» Page extract:
━━━━━━━━

Academic journal article The Review of Litigation

Tell Me No Timing Rule and I'll Tell You No Lies: Why a Child's Prior Consistent Statements Should Be Admissible without a Pre-Motive Requirement-A Critique of Tome V. United States

Academic journal article The Review of Litigation

Tell Me No Timing Rule and I'll Tell You No Lies: Why a Child's Prior Consistent Statements Should Be Admissible without a Pre-Motive Requirement-A Critique of Tome V. United States

Article excerpt

Introduction

The discovery by psychologists that children do not have the same sense of time as adults was a breakthrough for all those who work with children in the legal system.1 Now, after several decades of managing the implications of this discovery, children must report and testify to events according to an adult's sense of time.

The Supreme Court's decision in Tome v. United States2 interpreted Federal Rule of Evidence 801(d)(1)(B), which governs the admissibility of prior consistent statements, as possessing a temporal requirement.3 Specifically, the Supreme Court held in Tome that a statement must be made before a motive to fabricate exists in order to qualify as non-hearsay, thus implying that only pre-motive statements have rebuttal value.4 This so-called "timing rule" or "pre-motive requirement" is not only inconsistent with much of the case law prior to the adoption of the Rules of Evidence,5 it is also a departure from the Rules' trend toward liberal admissibility.6

The impact of Tome on the growing body of law regarding child witnesses is particularly acute. While the majority cases that involve child testimony are not tried in federal court,7 several state courts have followed the Tome Court's interpretation of the Rule on prior consistent statements.8 Indeed, the extent of the impact in these states does not end with criminal cases. The vast majority of cases requiring child testimony are local, civil proceedings in which the court determines if a parent or guardian of a child should retain physical or legal custody. Particularly in cases of sexual abuse, for which there is typically no physical evidence or third party witnesses, the testimony of child victims is often the pivotal evidence that allows the State to remain involved in order to prevent future abuse.

━━━━━━━━

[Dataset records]
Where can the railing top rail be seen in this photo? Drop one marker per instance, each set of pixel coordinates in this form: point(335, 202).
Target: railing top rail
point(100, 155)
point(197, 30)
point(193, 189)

━━━━━━━━

» Assignment 1:
In the article excerpt on Tome v. United States, what did the Supreme Court hold a statement must satisfy to qualify as non-hearsay?
» Assignment 2:
In the article excerpt on Tome v. United States, update the part starting with "Article excerpt" and going on through "sense of time.", replacing "psychologists" with "researchers".
» Assignment 3:
Go on with the article excerpt on Tome v. United States from the point where it stops.
The records were taken from a separate source.

» Expected answer 1:
The statement must be made before a motive to fabricate exists.

» Expected answer 2:
Article excerpt

Introduction

The discovery by researchers that children do not have the same sense of time as adults was a breakthrough for all those who work with children in the legal system.1 Now, after several decades of managing the implications of this discovery, children must report and testify to events according to an adult's sense of time.

» Expected answer 3:
The Rule on prior consistent statements affords attorneys for the state in both criminal and civil proceedings with a valuable means of clarifying children's often unclear or incomplete testimony.9 The typical scenario goes as follows: A child makes an unsolicited statement to a babysitter, friend, teacher, or relative indicating that a caretaker is abusing him or her. The person who receives the statement makes a report to local authorities. Then, social workers, police officers, multiple medical personnel, and attorneys interview the child. A year or more later, often after disruption of the child's family life, he or she is placed on a witness stand and is asked to recall key facts quickly and clearly in the presence of family members and, often, the alleged abuser. Children, and indeed most adults, do not perform well as witnesses under these circumstances. On crossexamination, the child's testimony is impeached by the implication that the child has a motive to lie. At this point in the proceedings, the attorney for the state introduces the out-of-court consistent statements made by the child to the friend, teacher, social worker, or others to rebut the charge of improper motive.10

The scenario is complicated if the parents are divorced. This situation raises a concern that the child's statements are being influenced by the parents' conflict or the child's preference to live with one parent more than the other. Given the complexity of these and other scenarios and the common view of children as witnesses, the reliability of any child's statement may be called into question.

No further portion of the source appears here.